▸ Exercise description
Set down word for word the stretch of the listing below, from the line containing "Please tag every instance of the tile" through the end of the listing.

+++

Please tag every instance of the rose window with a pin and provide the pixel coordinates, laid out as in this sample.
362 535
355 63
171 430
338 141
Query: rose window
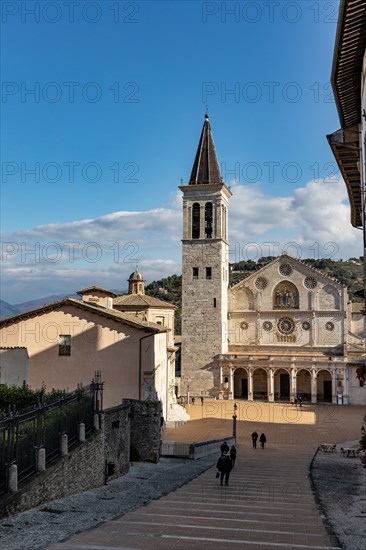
310 282
261 283
285 270
286 325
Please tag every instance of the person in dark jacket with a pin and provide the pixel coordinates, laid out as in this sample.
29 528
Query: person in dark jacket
224 467
262 439
224 448
254 439
233 455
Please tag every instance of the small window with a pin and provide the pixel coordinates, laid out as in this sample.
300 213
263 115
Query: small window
64 347
196 220
208 220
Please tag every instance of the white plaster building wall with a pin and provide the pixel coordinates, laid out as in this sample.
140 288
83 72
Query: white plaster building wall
155 370
164 317
97 343
13 366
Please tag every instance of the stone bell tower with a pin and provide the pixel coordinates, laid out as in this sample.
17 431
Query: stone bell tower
205 272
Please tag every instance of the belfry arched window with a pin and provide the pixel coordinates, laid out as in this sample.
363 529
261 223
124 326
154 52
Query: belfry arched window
208 220
196 221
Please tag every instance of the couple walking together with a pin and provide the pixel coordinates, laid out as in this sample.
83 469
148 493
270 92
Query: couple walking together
262 440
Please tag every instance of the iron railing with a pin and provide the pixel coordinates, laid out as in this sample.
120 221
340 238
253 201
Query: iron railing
22 432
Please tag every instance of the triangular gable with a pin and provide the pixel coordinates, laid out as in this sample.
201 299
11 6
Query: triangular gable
319 275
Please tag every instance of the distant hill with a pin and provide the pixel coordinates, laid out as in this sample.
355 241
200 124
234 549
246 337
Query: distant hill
349 273
34 304
7 310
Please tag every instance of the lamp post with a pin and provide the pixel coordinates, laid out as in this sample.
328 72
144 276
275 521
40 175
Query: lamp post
234 421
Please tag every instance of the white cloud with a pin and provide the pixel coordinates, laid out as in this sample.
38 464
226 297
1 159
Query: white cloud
58 258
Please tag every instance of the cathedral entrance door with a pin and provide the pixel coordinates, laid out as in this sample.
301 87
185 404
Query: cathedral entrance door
327 385
244 388
284 386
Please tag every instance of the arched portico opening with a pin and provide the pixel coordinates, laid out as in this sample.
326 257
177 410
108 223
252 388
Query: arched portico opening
240 383
303 384
260 384
324 386
281 385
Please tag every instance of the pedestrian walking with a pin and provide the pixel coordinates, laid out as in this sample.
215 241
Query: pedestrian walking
224 448
233 455
254 439
224 467
262 439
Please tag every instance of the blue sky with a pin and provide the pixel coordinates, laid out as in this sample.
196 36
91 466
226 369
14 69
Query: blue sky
120 95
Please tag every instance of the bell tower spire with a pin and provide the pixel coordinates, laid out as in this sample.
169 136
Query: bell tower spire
204 267
206 168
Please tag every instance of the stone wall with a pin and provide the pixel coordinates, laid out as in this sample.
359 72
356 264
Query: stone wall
82 469
145 430
132 427
116 429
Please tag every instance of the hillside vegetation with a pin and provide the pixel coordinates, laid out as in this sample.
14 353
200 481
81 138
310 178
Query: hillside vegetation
349 273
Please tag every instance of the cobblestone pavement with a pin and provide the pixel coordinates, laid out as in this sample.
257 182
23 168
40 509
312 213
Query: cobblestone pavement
269 502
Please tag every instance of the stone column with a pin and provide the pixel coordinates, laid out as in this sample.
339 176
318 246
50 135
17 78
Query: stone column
345 386
270 385
64 444
250 384
40 459
293 385
314 386
13 478
334 385
231 383
81 432
221 392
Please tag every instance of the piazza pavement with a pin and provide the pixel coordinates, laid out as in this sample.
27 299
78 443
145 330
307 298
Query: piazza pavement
269 502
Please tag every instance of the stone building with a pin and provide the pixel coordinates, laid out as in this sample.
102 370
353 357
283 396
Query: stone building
285 330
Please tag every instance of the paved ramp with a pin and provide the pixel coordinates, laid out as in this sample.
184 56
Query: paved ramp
267 505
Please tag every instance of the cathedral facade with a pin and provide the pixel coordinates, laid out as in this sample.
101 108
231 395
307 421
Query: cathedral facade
285 330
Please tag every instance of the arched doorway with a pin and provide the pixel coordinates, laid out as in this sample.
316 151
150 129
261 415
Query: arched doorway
260 385
303 384
281 385
324 386
240 383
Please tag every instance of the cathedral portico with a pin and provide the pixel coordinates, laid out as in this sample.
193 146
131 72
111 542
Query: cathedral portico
277 378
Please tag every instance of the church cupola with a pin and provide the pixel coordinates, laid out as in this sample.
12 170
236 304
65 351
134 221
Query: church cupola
136 283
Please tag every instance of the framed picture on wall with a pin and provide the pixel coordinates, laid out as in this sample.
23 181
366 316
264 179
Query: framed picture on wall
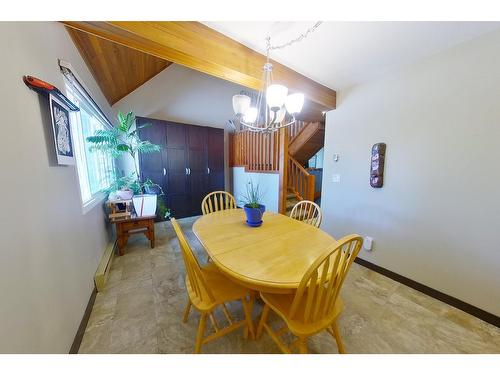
59 114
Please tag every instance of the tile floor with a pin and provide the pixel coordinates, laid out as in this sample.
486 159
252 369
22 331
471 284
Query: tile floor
141 308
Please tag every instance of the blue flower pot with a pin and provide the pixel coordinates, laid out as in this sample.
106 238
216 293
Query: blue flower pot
254 215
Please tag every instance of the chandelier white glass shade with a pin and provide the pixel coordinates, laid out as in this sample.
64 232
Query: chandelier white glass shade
273 109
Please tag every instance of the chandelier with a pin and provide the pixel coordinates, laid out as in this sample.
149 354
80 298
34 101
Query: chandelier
273 108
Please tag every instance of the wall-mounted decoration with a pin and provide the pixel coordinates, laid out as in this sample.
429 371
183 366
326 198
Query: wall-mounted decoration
377 165
59 106
59 114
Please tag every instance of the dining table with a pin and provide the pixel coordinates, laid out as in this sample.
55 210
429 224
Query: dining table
271 258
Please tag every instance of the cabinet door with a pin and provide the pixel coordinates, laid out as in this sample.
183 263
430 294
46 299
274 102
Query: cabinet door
151 165
198 164
215 159
177 186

+++

▸ Correct output
Please tag every instance of the tile floor with a pin and provide the pixel coordinates, laid out as in this sample.
486 159
252 369
22 331
471 284
Query: tile floor
141 308
Please tag every instance of the blue flower pot with a pin and provide the pixel coordinates, laid out as in this sample.
106 238
216 293
Query: blue flower pot
254 215
Please tag every instance of the chandelier white glass shade with a pin and provide the pixel coordinates, laid out as in this sample.
64 232
Query: chandelier white glass shade
273 109
Please tag every instance of the chandelier with a pin and provide the pixel coordinates, laid out as in this sample.
149 354
80 298
34 101
Query: chandelier
273 108
Please tag every instance of the wall-mounted decoration with a pin and provide the pixel coordinates, laid out as in this sample.
429 371
183 366
326 198
Query: wall-mounted decoration
377 165
59 106
59 114
Please tag every instance of the dining table with a pin and provide the pixel coordinates, laid out as in this sample.
55 210
429 224
Query: dining table
271 258
Please tag every instance of the cabinet door with a pin and provide the pixel coordinates, laid out as in this sample.
183 263
430 294
46 299
274 102
Query: cabinet door
151 165
198 164
215 159
177 186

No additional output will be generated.